Task instructions — Please return every line of the items below that contains the word "trunk".

Exercise inputs —
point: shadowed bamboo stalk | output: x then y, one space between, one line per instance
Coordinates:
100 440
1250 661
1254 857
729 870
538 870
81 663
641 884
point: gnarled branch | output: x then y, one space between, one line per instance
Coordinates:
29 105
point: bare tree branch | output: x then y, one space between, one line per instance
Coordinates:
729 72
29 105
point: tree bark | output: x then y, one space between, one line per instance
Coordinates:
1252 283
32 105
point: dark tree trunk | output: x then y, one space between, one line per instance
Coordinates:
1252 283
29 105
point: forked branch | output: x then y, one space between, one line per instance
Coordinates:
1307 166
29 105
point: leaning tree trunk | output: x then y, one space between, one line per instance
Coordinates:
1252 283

* * *

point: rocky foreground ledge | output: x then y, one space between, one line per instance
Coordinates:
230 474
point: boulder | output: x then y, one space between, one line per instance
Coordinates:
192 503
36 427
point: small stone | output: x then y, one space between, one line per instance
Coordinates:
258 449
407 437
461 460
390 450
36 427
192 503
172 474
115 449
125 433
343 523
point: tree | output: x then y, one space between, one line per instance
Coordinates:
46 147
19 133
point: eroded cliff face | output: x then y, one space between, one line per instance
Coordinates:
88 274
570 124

* * *

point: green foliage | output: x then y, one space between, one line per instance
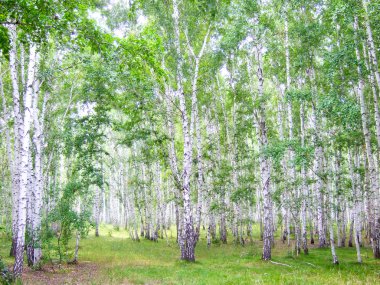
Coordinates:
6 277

Worked solution —
point: dark tree trunk | output: x then y, one space between, one line per instance
point: leaning tree trunk | output: x then y, one space between, one line per instance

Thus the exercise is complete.